Texto =>
Cuando empieza a pasar
Últimamente me he abrazado a la literatura distópica y me está afectando. Tanto que no dejo de percibir que el más aterrador de los futuros ya está aquí. Lo cierto es que día sí, día también, voy dando respingos asustados. Así me he dado de bruces con que dos documentalistas, Clemente Bernad y Carolina Martínez, se enfrentan a sendas penas de dos años de cárcel y 12.000 euros de multa por haber intentado grabar imágenes de una misa en honor a los golpistas del 36; en definitiva, por querer sacar a la luz un delito de apología del fascismo que se lleva a cabo en un recinto público.
Sucedió, según la acusación, en la cripta del Monumento a los Caídos de Iruñea, allí donde el acceso está restringido a la Hermandad de Caballeros Voluntarios de la Cruz, organización franquista creada en 1939 para «mantener íntegramente y con agresividad si fuera preciso, el espíritu que llevó a Navarra a la Cruzada por Dios y por España». Ni más ni menos.

Material para examinar =>
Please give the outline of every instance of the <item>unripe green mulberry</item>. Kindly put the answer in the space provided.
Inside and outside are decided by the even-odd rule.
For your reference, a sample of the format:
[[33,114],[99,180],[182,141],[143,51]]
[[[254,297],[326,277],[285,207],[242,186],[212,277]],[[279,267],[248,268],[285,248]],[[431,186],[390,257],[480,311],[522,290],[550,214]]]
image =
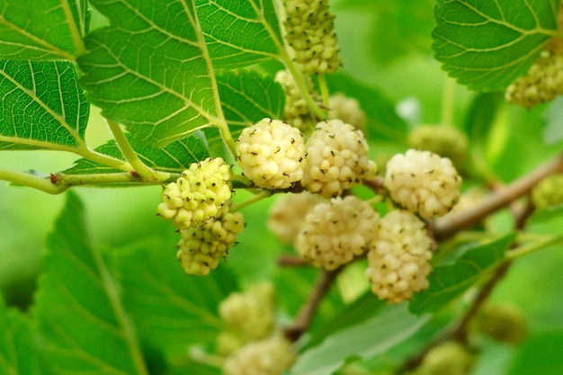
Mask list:
[[458,167],[468,156],[467,136],[452,126],[420,125],[408,136],[411,147],[447,157]]
[[475,364],[475,355],[461,344],[448,341],[432,349],[415,372],[416,375],[467,375]]
[[506,89],[506,101],[532,108],[563,94],[563,55],[557,49],[541,53],[526,76]]
[[243,346],[225,360],[225,375],[282,375],[297,353],[283,337],[273,336]]
[[220,157],[192,163],[175,183],[165,187],[158,214],[172,219],[180,230],[213,219],[231,198],[231,176],[230,165]]
[[328,99],[328,108],[329,119],[340,119],[362,131],[366,130],[367,119],[356,99],[336,93]]
[[303,176],[305,140],[299,130],[278,120],[264,119],[237,139],[237,159],[256,186],[285,189]]
[[[291,75],[287,70],[281,70],[276,74],[275,80],[282,85],[285,94],[283,121],[304,132],[312,129],[317,123],[315,116],[311,113],[308,104],[303,99]],[[308,76],[306,79],[306,85],[313,98],[321,102],[322,99],[313,94],[313,81]]]
[[424,223],[414,214],[395,210],[385,215],[368,253],[366,276],[373,293],[398,303],[426,289],[431,245]]
[[448,213],[460,199],[460,185],[451,161],[430,151],[409,149],[387,164],[385,187],[391,199],[423,218]]
[[486,305],[475,317],[474,324],[478,332],[500,343],[517,344],[528,335],[526,318],[512,305]]
[[220,303],[219,312],[229,329],[246,341],[263,339],[274,328],[273,286],[262,283],[244,292],[231,293]]
[[334,73],[340,67],[335,16],[326,0],[285,0],[287,40],[301,70]]
[[282,242],[292,244],[305,216],[320,201],[317,195],[308,192],[281,197],[268,212],[268,229]]
[[368,251],[379,219],[368,202],[353,195],[319,203],[305,218],[295,248],[316,266],[334,270]]
[[368,159],[363,133],[340,120],[317,124],[307,141],[307,157],[301,185],[325,198],[375,178],[377,165]]
[[187,273],[206,275],[218,267],[219,259],[227,255],[244,228],[243,215],[229,212],[229,206],[225,205],[214,220],[180,231],[178,261]]
[[532,201],[538,209],[563,204],[563,174],[544,178],[532,190]]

Enunciado 1 =>
Copia de nuevo el fragmento del texto que va desde "Sucedió, según la" hasta "más ni menos.", ambos incluidos, cambiando "cripta" por "capilla".
Enunciado 2 =>
Según el texto, ¿en qué año se creó la Hermandad de Caballeros Voluntarios de la Cruz?
El material no guarda ninguna relación con el texto.

Solución 1 =>
Sucedió, según la acusación, en la capilla del Monumento a los Caídos de Iruñea, allí donde el acceso está restringido a la Hermandad de Caballeros Voluntarios de la Cruz, organización franquista creada en 1939 para «mantener íntegramente y con agresividad si fuera preciso, el espíritu que llevó a Navarra a la Cruzada por Dios y por España». Ni más ni menos.

Solución 2 =>
En 1939.